Locate "Confirm that each instance of the twig" in the records below, then copy its line and every following line exactly, without the pictures.
#### EXERCISE MATERIALS ####
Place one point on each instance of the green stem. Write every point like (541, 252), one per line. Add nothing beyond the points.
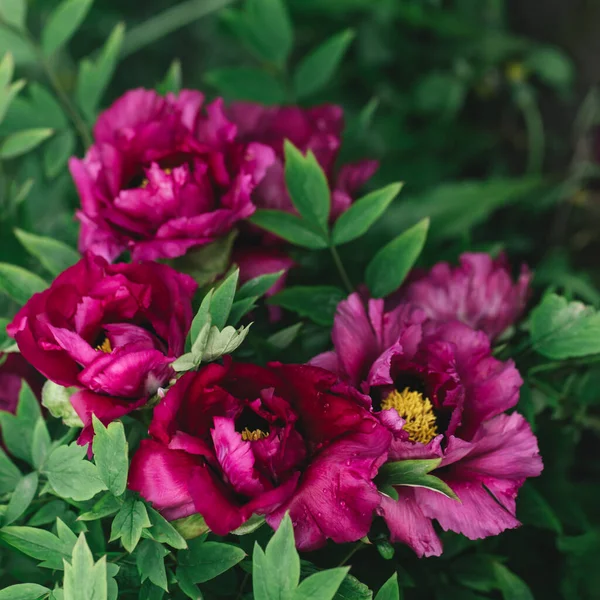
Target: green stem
(341, 270)
(168, 21)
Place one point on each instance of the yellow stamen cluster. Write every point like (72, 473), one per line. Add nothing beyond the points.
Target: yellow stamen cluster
(253, 436)
(416, 410)
(105, 346)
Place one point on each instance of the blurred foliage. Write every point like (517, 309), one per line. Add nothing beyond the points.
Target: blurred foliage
(468, 112)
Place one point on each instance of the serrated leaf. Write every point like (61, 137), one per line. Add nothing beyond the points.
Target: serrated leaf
(62, 24)
(206, 560)
(290, 228)
(24, 141)
(9, 473)
(150, 563)
(17, 429)
(321, 586)
(307, 186)
(84, 579)
(247, 84)
(389, 590)
(13, 12)
(37, 543)
(70, 475)
(21, 498)
(57, 152)
(129, 522)
(111, 453)
(357, 220)
(222, 299)
(24, 591)
(95, 74)
(390, 266)
(162, 531)
(318, 303)
(562, 329)
(57, 399)
(317, 69)
(53, 255)
(19, 283)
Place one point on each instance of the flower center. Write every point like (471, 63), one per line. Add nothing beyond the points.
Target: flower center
(105, 346)
(416, 411)
(253, 436)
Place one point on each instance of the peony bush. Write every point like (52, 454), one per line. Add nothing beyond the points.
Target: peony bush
(264, 373)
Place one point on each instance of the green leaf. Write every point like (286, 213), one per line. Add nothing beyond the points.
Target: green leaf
(23, 141)
(413, 473)
(62, 24)
(23, 591)
(172, 81)
(150, 563)
(162, 531)
(70, 475)
(17, 429)
(21, 498)
(129, 523)
(389, 590)
(37, 543)
(562, 329)
(57, 399)
(245, 83)
(191, 527)
(19, 283)
(85, 580)
(290, 228)
(222, 299)
(206, 560)
(40, 444)
(106, 506)
(307, 185)
(317, 69)
(9, 474)
(95, 75)
(357, 220)
(111, 453)
(318, 303)
(322, 585)
(13, 12)
(389, 267)
(57, 152)
(53, 255)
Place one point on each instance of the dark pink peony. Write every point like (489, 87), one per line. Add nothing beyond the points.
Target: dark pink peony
(163, 176)
(318, 129)
(234, 440)
(480, 292)
(443, 395)
(110, 330)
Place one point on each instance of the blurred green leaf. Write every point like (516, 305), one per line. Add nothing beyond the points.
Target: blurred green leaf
(390, 266)
(318, 303)
(245, 83)
(62, 24)
(562, 329)
(13, 12)
(357, 220)
(22, 142)
(53, 255)
(317, 69)
(95, 74)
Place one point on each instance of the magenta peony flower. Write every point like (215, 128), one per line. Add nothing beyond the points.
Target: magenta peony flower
(318, 129)
(234, 440)
(110, 330)
(443, 395)
(163, 176)
(480, 293)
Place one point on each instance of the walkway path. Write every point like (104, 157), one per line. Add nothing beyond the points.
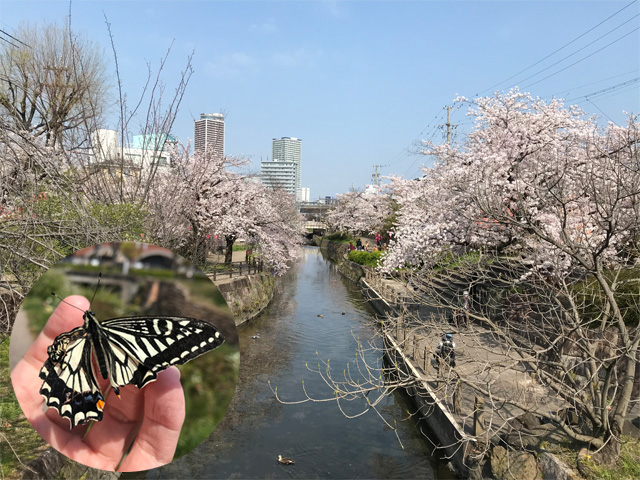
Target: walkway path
(479, 358)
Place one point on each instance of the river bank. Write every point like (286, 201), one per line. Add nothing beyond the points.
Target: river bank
(458, 416)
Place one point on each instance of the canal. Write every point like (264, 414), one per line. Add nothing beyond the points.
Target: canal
(321, 440)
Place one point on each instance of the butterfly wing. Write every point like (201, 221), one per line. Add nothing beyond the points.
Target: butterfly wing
(137, 348)
(69, 383)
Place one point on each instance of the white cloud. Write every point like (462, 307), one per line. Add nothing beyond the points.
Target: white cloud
(232, 64)
(268, 26)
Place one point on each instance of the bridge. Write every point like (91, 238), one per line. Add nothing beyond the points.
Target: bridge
(313, 227)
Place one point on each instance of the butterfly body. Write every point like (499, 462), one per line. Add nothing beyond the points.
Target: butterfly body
(127, 350)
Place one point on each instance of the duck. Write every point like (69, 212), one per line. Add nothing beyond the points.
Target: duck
(285, 460)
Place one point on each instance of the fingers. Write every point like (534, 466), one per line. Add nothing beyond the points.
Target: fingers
(26, 381)
(65, 317)
(164, 412)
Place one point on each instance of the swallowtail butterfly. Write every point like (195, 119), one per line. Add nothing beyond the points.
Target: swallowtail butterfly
(128, 350)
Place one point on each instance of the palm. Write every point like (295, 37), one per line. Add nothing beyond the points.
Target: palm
(152, 416)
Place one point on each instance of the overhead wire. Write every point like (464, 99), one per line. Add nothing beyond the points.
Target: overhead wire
(13, 38)
(582, 59)
(557, 50)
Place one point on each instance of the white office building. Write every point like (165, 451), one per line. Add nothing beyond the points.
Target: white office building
(209, 134)
(288, 149)
(144, 152)
(280, 175)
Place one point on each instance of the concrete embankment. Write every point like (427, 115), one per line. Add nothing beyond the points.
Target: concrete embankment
(450, 436)
(247, 296)
(454, 413)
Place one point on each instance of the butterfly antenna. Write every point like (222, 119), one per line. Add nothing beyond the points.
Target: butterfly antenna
(63, 301)
(96, 291)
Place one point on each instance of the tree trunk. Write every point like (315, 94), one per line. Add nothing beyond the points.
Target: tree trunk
(228, 255)
(611, 451)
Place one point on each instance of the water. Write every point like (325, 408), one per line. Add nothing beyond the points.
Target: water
(323, 443)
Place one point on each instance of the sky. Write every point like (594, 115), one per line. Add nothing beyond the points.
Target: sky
(360, 82)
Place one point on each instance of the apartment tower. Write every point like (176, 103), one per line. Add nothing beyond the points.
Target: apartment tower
(288, 149)
(209, 134)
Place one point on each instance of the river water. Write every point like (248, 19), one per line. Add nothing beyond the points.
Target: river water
(323, 443)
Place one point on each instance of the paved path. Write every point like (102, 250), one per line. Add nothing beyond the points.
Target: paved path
(480, 358)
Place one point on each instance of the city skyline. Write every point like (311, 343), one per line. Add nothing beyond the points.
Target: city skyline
(369, 91)
(208, 134)
(285, 168)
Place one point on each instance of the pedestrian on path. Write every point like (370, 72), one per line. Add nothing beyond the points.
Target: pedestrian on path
(445, 351)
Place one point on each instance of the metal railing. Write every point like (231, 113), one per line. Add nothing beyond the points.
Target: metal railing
(218, 271)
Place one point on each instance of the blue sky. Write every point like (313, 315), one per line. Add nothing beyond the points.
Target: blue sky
(359, 82)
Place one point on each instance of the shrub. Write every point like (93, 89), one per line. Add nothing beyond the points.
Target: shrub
(338, 236)
(369, 259)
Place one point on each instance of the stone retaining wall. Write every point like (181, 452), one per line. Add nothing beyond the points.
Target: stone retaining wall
(436, 415)
(248, 296)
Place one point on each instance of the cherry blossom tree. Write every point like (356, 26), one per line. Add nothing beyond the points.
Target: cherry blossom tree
(204, 195)
(555, 199)
(360, 212)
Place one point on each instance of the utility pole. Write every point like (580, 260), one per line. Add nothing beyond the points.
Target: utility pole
(449, 125)
(376, 176)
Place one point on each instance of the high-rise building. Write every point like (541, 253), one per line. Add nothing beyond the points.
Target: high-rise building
(209, 134)
(279, 174)
(289, 149)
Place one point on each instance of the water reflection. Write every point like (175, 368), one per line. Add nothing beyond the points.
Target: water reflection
(323, 443)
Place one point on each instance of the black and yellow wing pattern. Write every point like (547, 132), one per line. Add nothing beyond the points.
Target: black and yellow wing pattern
(127, 350)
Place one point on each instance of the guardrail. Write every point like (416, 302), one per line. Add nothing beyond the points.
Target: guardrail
(218, 271)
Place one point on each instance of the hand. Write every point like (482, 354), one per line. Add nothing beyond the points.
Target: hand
(153, 416)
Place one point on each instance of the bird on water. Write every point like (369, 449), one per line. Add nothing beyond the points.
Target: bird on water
(285, 460)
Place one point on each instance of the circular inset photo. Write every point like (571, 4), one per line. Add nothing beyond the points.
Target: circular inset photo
(124, 356)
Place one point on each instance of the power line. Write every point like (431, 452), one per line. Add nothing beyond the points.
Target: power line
(592, 83)
(556, 51)
(13, 38)
(608, 89)
(583, 58)
(579, 50)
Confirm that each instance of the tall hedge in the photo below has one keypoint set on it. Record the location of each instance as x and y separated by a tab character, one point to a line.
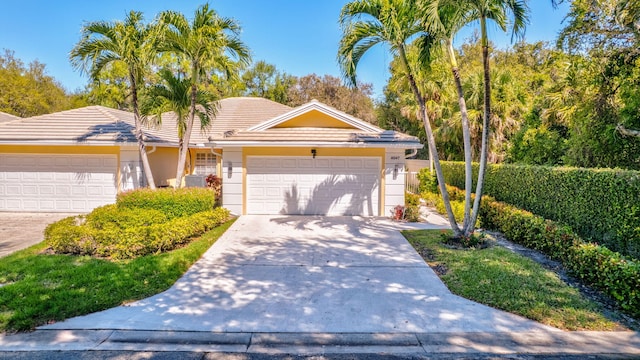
601	205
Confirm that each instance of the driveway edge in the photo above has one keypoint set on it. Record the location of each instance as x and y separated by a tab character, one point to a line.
532	343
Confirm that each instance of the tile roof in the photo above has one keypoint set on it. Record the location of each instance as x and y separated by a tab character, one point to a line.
99	124
234	114
88	124
4	117
319	135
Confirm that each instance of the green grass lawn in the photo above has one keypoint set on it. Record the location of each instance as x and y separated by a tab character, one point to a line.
501	279
39	289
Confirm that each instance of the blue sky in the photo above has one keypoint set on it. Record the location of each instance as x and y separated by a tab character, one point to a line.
300	37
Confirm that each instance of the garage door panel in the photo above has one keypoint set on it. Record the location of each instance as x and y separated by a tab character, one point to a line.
57	182
321	186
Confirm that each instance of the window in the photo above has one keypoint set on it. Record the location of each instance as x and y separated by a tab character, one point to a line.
205	164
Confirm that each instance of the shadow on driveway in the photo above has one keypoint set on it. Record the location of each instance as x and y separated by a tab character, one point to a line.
308	274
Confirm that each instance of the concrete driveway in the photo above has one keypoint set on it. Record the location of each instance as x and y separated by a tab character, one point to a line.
21	230
307	274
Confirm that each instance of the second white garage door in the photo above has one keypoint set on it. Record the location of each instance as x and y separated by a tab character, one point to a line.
306	186
56	182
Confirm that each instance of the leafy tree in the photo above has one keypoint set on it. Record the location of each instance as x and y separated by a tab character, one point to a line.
330	90
208	42
264	80
130	43
173	94
110	88
27	90
366	23
499	11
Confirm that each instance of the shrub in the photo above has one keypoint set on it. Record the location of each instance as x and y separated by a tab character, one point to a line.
69	236
111	215
428	181
412	207
172	202
601	205
596	265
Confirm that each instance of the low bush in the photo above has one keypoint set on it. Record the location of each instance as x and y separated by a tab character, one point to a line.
428	181
69	236
596	265
174	203
111	215
412	207
601	205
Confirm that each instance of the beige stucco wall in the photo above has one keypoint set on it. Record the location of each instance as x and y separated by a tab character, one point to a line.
163	162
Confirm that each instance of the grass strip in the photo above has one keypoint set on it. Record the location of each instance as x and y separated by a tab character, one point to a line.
507	281
38	288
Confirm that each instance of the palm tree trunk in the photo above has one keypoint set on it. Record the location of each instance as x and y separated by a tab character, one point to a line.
142	148
485	126
466	135
184	142
628	132
431	143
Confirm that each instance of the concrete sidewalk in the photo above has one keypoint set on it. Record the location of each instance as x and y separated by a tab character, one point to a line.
307	275
616	345
313	285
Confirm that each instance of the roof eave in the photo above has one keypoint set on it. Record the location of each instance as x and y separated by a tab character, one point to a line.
320	144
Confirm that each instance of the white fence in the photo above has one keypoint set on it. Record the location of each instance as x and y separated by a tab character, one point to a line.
411	182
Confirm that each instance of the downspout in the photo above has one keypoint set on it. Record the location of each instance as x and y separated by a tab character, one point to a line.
153	149
413	153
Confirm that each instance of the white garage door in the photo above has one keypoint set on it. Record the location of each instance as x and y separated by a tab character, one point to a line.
307	186
56	183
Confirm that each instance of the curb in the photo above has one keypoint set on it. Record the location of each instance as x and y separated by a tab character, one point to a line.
532	343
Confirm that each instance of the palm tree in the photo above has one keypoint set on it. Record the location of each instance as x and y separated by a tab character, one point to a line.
442	22
443	19
129	42
366	23
499	11
172	94
207	42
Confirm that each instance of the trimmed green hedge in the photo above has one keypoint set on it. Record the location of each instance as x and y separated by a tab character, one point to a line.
596	265
173	203
110	216
69	236
601	205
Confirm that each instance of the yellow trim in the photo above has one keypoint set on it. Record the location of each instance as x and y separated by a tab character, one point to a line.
58	149
306	151
315	118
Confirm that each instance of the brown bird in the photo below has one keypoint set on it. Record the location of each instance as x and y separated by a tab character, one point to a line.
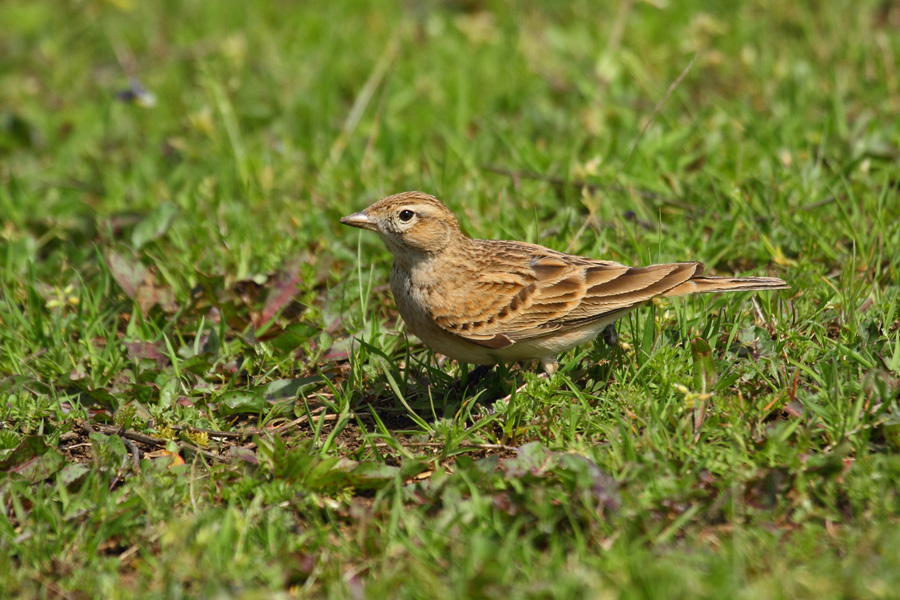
493	301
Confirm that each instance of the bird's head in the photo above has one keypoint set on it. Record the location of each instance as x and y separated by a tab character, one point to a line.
409	223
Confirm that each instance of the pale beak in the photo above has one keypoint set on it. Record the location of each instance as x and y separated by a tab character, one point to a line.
361	220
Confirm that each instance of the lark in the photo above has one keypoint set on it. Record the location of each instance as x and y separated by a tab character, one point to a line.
494	301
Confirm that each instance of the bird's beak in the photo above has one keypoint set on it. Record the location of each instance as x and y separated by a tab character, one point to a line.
361	220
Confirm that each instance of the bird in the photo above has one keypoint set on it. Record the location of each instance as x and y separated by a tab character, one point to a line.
495	301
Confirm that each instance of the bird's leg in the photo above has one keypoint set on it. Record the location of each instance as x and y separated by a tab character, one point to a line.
478	373
610	335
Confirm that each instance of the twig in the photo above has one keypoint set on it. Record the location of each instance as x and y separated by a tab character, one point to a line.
135	454
201	451
131	435
445	445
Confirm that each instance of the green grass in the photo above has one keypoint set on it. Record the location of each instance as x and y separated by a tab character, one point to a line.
206	389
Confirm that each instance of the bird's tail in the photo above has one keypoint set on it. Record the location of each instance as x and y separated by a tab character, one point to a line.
703	285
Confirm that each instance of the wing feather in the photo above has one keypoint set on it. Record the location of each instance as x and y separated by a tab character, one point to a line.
545	291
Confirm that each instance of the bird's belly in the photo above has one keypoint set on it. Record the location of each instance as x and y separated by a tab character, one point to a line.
410	302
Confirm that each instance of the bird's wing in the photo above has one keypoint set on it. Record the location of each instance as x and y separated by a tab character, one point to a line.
538	292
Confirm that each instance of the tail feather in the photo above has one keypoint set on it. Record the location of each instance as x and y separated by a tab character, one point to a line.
704	285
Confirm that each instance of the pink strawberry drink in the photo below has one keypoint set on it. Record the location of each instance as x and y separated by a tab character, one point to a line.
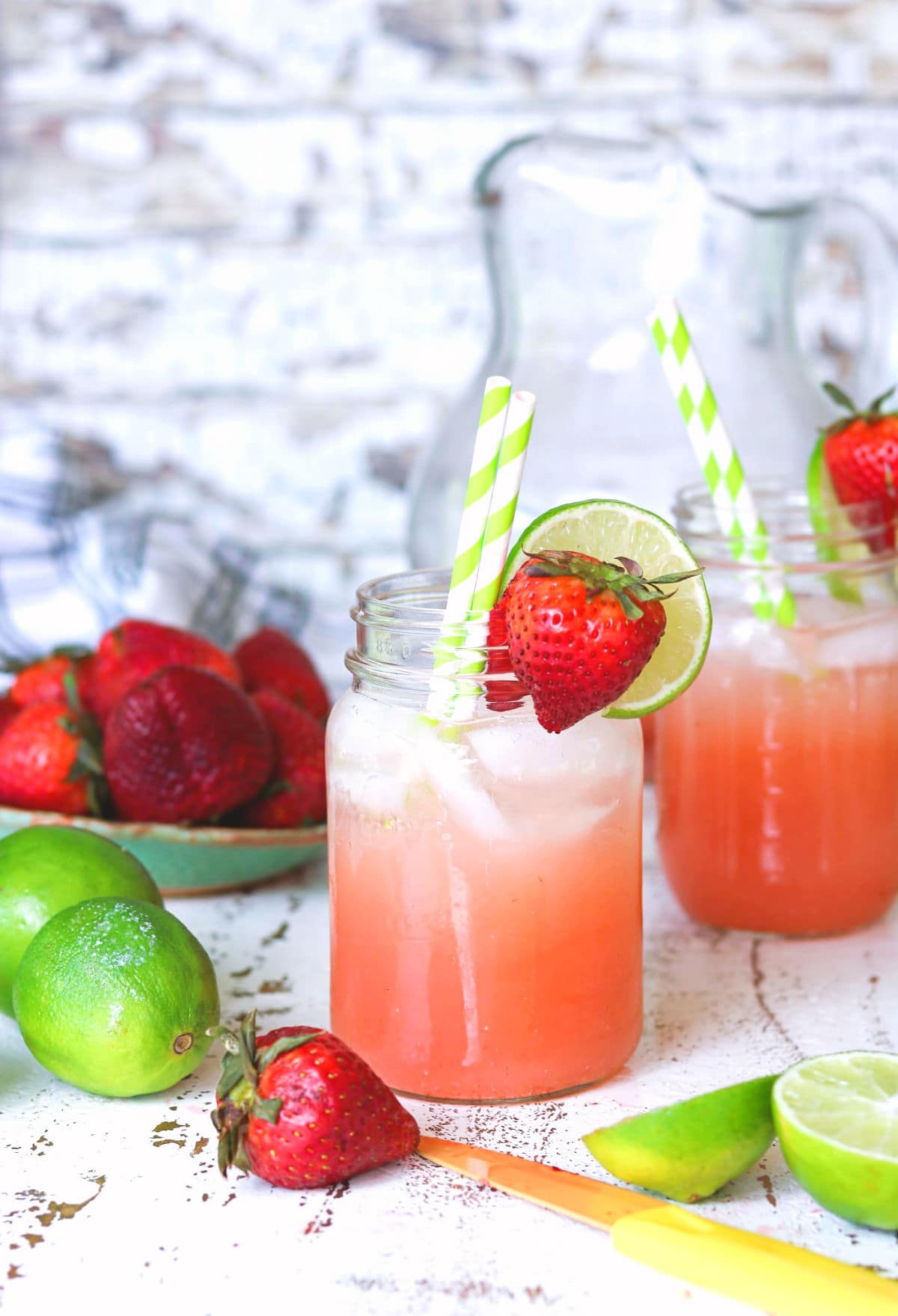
####
_ANSWER TO THE EXERCISE:_
Confirm that each instance of the twig in the photo above has one keypoint set on it. Record the location of each instance as x and y separated by a tab character, one point to a line.
135	454
201	451
131	435
445	445
Confirm that each instance of the green grass in the photo above has one keypoint set on it. Record the location of each instance as x and y separated by a tab character, one point to a line.
206	389
Confirm that each instance of the bird's tail in the photo above has one keypoint set on it. Record the location of each instance as x and y separated by a tab character, one point to a line.
703	285
Confirm that each instance of the wing feather in the photo above has one keypoint set on it. Record the location of each instance as x and y separated by a tab character, one point to a line.
545	291
Confirm that each instance of the bird's belly in the photo above has one keypoint set on it. Record the location of each instance as x and y separated by a tab character, one point to a line.
410	302
Confirm that each instance of the bird's wing in the photo above has one keypoint set on it. Record the location of each instance as x and y separated by a tab character, one point to a line.
538	292
Confirm that each instance of the tail feather in the photo above has one keypoint set on it. Record the location of each instance as x and y separated by a tab character, one point to a line.
704	285
Confirm that each instance of the pink strawberry drink in the photo below has one keypoint set on it. Record the location of each instance as x and y separated by a tab character, one point to a line.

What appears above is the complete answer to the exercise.